横跨了黑海和里海之间地峡的高加索山脉,将整个亚洲、欧洲、中亚和中东的地理“十字路口”一切为二。高耸的山脉不仅带来了生活地域的分割,也使得生活于其中的人群形成了不同的文化,为高加索地区丰富的历史和丰富无比的传统文化提供了诞生、发展并走向成熟的摇篮。

在文明的足迹里,高加索地区的多民族共同生活的状况一直延续到近现代时间款。但现今的格高加索地区——或者说南高加索地区主要有格鲁吉亚、阿塞拜疆和亚美尼亚人。在北高加索则生活着奥塞梯人、切尔卡锡人、阿布哈兹人和车臣人。

地处文明的交汇点是一种独特的优势还是动荡的根源呢?在欧亚大陆交界处的格鲁吉亚,以其曲折的历史说明了——人类文明在奴隶制社会和封建社会的世界里是如何在冲突当中进行交流与融合的。

而在高加索的群山河谷和黑海的波浪中诞生,并延续至今的格鲁吉亚民族,又以其顽强的生存斗争展露了千年风雨中如岩缝植株一般强悍的生命力。

高加索的原住民

一条穿过里海和黑海“狭长”走廊的的大高加索山脉,分割了欧洲和亚洲的地理、国家、社会、文化,也使得这里的文明有足够的时间来让自己演化得烂漫和多彩。

和迦南地自古以来人类族群一直进行的不断迁移活动的状况不同,高加索——这片欧亚大陆的交界地当中,特别是格鲁吉亚境内,有着发源于旧石器时代的、真正意义上非常古老的原住民。

拥有“原住民“对一个地区的社会文明发展历程来说,既意味着这个社会文明有着客观的、物质性的延续性,也意味着这个社会文明几乎不会”缺席“每一个社会发展过程中的阶段——如果在几千年的时间中这个文明没有被彻底毁灭而断代的话。

而格鲁吉亚境内的“原住民”,即从石器时代延续至今的人类族群更加能够体现格鲁吉亚本身在这个交汇地的“特殊性”,这种特殊性就来源于其民族的独立性。

关于独立性的另一则佐证,则是格鲁吉亚的语言。格鲁吉亚语是专门在高加索地区使用的卡尔特维利语,而卡特维尔语系与任何其他语系都无关。阿塞拜疆语是阿塞拜疆所说的突厥语,而亚美尼亚语更是印欧语系的一个独立分支,它涵盖了斯拉夫语、凯尔特语、印伊语和罗曼斯语。

# # #

§ 任务说明 1
把这段讲高加索和格鲁吉亚的文字中的一部分原样返回：从含有“地处文明的交汇点是一种独特的”的那句开始，到“殊性就来源于其民族的独立性。”结束，一个字也别改。
§ 任务说明 2
按照这段讲高加索和格鲁吉亚的文字，北高加索生活着哪些民族？
§ 任务说明 3
对照这段讲高加索和格鲁吉亚的文字，判断下面每句话是否符合原文，回答“是”或“否”，并照原文引出起决定作用的字句。
(a) 高加索山脉横跨黑海和里海之间的地峡。
(b) 阿塞拜疆语属于印欧语系。
(c) 格鲁吉亚境内的原住民发源于新石器时代。

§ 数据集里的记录

# # #

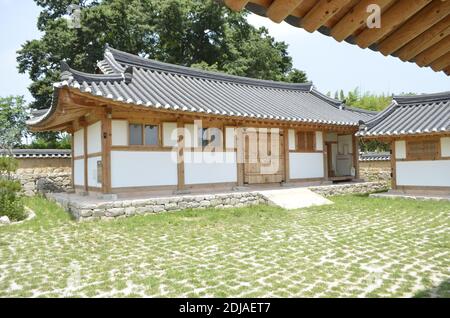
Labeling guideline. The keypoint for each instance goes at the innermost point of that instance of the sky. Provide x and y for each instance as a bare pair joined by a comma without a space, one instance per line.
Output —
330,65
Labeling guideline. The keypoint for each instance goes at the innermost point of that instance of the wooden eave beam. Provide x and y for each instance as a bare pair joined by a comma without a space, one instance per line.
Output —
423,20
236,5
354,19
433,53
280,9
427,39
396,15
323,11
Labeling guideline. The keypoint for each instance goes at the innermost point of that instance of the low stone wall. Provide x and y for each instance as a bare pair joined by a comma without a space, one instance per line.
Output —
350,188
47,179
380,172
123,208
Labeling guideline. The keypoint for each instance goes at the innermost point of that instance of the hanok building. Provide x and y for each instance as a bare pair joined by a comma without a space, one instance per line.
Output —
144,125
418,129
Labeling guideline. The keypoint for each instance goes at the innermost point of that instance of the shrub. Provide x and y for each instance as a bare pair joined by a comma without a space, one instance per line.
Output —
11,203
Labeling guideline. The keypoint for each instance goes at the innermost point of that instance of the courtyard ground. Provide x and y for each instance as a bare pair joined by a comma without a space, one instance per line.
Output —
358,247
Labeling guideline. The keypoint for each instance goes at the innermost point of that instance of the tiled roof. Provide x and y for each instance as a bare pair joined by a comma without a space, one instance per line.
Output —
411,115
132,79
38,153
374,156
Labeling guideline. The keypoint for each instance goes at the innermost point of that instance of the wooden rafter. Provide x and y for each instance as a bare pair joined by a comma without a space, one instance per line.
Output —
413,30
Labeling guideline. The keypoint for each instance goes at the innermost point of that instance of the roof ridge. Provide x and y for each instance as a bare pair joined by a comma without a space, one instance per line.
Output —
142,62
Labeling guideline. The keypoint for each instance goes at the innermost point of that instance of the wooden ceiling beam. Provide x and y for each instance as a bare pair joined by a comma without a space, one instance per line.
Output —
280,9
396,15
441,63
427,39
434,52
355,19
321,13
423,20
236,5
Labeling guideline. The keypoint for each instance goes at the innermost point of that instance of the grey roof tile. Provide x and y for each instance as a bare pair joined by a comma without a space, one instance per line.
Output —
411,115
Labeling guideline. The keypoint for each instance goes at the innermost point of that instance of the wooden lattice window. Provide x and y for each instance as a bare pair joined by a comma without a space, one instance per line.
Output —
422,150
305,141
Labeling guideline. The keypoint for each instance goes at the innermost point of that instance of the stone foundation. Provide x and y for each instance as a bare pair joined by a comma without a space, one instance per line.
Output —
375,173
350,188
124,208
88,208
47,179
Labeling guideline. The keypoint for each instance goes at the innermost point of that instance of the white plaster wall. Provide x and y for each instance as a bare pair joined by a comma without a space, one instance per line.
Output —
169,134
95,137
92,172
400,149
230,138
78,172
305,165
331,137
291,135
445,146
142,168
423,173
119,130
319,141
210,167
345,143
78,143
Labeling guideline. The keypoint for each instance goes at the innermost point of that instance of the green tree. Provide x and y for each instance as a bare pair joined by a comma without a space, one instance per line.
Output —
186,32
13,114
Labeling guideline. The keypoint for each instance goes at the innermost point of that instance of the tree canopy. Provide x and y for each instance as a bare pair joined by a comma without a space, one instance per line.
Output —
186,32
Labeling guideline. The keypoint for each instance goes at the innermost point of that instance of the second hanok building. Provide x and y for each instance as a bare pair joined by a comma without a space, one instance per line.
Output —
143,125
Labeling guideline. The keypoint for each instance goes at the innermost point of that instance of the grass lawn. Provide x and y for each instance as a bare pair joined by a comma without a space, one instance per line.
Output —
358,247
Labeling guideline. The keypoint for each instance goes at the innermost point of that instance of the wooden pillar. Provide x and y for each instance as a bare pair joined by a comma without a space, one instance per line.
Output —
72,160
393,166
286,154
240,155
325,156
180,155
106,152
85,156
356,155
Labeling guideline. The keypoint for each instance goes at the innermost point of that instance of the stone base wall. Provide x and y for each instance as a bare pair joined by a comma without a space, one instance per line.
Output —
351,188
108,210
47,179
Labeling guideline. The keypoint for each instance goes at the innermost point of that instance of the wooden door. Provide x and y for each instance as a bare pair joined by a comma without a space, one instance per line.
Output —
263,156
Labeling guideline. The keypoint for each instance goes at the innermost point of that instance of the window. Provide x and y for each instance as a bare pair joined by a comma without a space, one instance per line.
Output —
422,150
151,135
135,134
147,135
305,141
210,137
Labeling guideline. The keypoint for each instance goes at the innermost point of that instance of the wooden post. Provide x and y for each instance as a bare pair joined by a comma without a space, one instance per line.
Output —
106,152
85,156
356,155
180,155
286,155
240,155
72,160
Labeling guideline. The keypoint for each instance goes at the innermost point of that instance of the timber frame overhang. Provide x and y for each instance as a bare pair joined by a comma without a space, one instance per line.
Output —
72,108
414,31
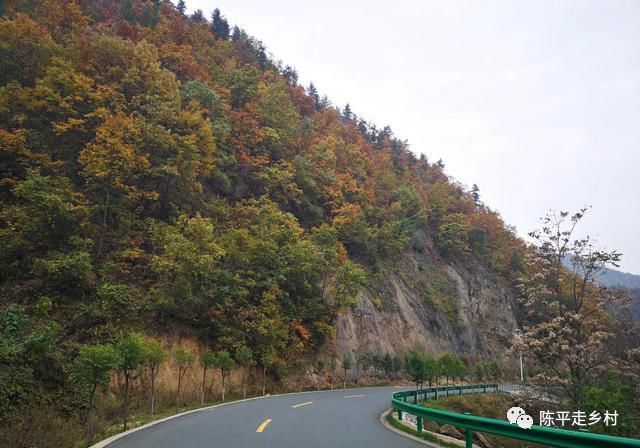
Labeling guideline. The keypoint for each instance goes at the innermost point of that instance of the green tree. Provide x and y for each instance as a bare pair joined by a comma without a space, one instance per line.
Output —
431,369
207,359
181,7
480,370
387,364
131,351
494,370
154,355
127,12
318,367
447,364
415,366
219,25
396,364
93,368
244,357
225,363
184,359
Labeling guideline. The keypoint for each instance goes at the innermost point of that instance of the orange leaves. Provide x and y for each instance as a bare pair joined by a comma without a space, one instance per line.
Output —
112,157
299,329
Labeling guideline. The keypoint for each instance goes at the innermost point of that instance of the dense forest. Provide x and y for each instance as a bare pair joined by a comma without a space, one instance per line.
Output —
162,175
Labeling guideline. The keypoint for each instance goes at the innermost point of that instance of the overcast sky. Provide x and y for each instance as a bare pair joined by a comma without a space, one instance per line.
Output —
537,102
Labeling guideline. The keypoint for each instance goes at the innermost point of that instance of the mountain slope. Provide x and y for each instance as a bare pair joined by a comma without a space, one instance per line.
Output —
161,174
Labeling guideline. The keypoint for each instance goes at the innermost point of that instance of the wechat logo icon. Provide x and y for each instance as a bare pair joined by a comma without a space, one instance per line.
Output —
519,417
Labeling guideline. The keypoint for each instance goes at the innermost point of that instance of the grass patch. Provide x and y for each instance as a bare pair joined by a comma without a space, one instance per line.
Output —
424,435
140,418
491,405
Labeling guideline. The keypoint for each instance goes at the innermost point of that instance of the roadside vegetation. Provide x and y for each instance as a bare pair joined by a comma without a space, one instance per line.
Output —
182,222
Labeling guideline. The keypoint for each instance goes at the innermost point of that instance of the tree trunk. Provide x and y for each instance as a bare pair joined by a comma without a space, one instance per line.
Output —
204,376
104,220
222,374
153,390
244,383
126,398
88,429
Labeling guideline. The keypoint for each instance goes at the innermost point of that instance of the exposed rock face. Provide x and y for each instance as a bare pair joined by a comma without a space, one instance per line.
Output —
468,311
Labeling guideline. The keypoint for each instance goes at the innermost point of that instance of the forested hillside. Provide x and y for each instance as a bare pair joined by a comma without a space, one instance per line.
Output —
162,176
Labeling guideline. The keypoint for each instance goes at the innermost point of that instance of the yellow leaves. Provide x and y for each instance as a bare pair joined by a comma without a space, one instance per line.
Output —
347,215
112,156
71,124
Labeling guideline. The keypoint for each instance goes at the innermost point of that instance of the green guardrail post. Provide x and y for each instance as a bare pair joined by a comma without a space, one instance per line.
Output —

# # #

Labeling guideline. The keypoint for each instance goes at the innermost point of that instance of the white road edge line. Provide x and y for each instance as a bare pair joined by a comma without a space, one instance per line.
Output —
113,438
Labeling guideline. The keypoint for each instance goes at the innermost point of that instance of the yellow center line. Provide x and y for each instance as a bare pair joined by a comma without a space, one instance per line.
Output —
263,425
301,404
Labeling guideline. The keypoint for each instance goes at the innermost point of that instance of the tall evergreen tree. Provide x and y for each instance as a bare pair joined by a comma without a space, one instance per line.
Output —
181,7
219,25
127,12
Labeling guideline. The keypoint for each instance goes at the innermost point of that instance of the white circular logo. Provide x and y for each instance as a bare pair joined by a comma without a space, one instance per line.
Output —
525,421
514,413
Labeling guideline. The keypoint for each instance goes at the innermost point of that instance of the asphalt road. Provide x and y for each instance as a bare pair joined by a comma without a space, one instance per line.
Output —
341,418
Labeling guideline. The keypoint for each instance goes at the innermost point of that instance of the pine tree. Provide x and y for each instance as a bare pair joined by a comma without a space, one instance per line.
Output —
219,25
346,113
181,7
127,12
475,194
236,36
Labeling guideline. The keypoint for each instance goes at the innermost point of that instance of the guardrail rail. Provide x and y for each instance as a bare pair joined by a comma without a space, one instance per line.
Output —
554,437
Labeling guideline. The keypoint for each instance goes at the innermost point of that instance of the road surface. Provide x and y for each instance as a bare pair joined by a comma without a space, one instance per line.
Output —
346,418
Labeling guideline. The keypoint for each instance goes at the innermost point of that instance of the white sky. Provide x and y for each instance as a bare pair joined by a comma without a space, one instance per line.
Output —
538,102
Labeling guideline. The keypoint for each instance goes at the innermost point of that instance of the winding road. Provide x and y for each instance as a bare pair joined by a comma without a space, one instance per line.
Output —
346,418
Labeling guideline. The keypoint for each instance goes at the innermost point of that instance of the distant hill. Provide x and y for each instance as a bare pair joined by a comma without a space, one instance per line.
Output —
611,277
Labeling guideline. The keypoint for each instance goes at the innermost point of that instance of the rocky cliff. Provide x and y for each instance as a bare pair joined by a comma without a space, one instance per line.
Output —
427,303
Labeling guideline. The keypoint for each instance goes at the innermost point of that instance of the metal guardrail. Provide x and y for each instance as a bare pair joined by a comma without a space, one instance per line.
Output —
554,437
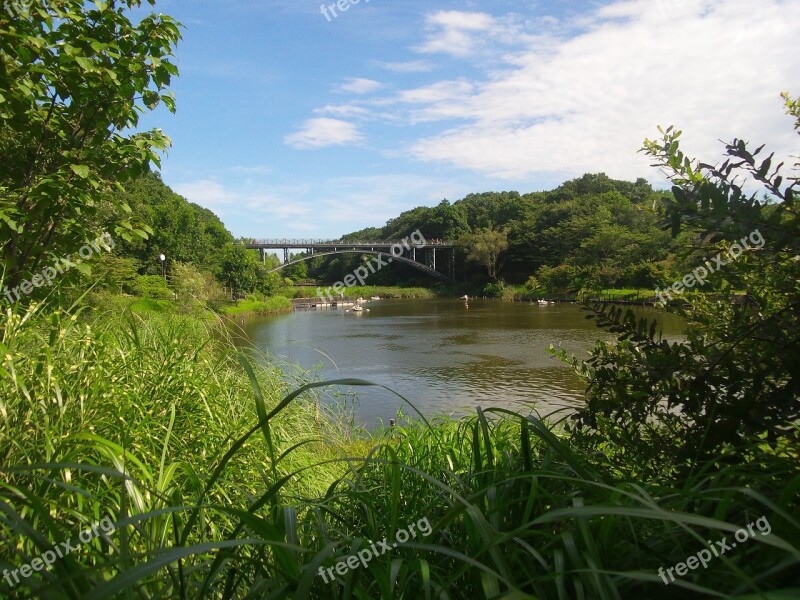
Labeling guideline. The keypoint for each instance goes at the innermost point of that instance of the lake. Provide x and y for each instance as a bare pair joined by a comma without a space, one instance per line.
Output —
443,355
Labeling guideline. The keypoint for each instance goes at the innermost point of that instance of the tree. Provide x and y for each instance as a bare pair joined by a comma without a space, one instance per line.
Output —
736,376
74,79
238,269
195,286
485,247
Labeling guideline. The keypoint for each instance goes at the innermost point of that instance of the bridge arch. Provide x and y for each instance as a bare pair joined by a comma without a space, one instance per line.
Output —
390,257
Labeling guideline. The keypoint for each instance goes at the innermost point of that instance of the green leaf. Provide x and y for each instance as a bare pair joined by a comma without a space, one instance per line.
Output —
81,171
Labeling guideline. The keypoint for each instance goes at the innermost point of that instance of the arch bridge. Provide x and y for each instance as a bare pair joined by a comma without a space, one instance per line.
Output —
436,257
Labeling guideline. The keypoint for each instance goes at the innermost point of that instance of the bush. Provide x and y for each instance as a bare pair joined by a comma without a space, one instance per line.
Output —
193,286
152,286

# # #

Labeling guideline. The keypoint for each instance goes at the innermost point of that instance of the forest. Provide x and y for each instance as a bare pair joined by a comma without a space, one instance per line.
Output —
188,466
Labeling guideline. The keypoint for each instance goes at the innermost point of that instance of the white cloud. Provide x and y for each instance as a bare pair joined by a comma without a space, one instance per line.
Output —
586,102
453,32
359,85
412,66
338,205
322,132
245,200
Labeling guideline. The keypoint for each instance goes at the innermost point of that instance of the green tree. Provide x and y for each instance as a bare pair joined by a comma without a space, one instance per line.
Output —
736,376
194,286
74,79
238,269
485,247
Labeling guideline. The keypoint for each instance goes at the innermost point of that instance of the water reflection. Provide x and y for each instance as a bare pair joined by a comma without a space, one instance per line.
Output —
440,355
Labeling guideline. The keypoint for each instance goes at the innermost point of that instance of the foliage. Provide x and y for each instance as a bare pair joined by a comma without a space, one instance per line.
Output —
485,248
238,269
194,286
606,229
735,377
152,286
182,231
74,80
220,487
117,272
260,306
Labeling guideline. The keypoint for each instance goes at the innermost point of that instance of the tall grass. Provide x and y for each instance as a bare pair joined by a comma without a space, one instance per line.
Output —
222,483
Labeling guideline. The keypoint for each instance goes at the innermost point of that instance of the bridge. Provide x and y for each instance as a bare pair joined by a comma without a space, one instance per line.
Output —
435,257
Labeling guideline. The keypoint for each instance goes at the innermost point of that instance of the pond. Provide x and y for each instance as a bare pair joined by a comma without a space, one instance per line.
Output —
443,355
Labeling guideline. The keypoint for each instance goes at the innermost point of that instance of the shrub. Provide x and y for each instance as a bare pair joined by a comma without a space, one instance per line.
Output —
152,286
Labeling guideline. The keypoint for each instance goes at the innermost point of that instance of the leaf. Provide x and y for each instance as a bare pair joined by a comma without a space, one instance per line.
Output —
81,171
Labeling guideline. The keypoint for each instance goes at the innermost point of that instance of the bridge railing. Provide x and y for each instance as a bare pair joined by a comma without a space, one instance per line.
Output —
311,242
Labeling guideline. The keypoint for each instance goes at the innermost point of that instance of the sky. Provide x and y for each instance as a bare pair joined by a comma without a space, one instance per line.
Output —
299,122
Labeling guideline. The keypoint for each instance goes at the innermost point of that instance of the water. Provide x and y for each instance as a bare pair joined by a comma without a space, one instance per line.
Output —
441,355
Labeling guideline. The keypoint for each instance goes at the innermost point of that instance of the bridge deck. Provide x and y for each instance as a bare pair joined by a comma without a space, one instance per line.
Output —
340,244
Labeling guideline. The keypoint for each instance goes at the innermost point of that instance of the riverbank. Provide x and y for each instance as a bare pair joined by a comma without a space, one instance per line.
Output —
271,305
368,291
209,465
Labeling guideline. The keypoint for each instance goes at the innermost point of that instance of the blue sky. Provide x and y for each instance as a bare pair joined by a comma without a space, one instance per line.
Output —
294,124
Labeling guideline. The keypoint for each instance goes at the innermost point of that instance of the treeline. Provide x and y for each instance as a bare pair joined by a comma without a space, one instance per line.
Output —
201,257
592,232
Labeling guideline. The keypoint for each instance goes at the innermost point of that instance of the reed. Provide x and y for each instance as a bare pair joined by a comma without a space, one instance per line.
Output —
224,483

# # #

§ 完整回答 1
地处文明的交汇点是一种独特的优势还是动荡的根源呢?在欧亚大陆交界处的格鲁吉亚,以其曲折的历史说明了——人类文明在奴隶制社会和封建社会的世界里是如何在冲突当中进行交流与融合的。

而在高加索的群山河谷和黑海的波浪中诞生,并延续至今的格鲁吉亚民族,又以其顽强的生存斗争展露了千年风雨中如岩缝植株一般强悍的生命力。

高加索的原住民

一条穿过里海和黑海“狭长”走廊的的大高加索山脉,分割了欧洲和亚洲的地理、国家、社会、文化,也使得这里的文明有足够的时间来让自己演化得烂漫和多彩。

和迦南地自古以来人类族群一直进行的不断迁移活动的状况不同,高加索——这片欧亚大陆的交界地当中,特别是格鲁吉亚境内,有着发源于旧石器时代的、真正意义上非常古老的原住民。

拥有“原住民“对一个地区的社会文明发展历程来说,既意味着这个社会文明有着客观的、物质性的延续性,也意味着这个社会文明几乎不会”缺席“每一个社会发展过程中的阶段——如果在几千年的时间中这个文明没有被彻底毁灭而断代的话。

而格鲁吉亚境内的“原住民”,即从石器时代延续至今的人类族群更加能够体现格鲁吉亚本身在这个交汇地的“特殊性”,这种特殊性就来源于其民族的独立性。

§ 完整回答 2
北高加索生活着奥塞梯人、切尔卡锡人、阿布哈兹人和车臣人。

§ 完整回答 3
(a) 是：“横跨了黑海和里海之间地峡的高加索山脉”
(b) 否：“阿塞拜疆语是阿塞拜疆所说的突厥语”
(c) 否：“有着发源于旧石器时代的、真正意义上非常古老的原住民”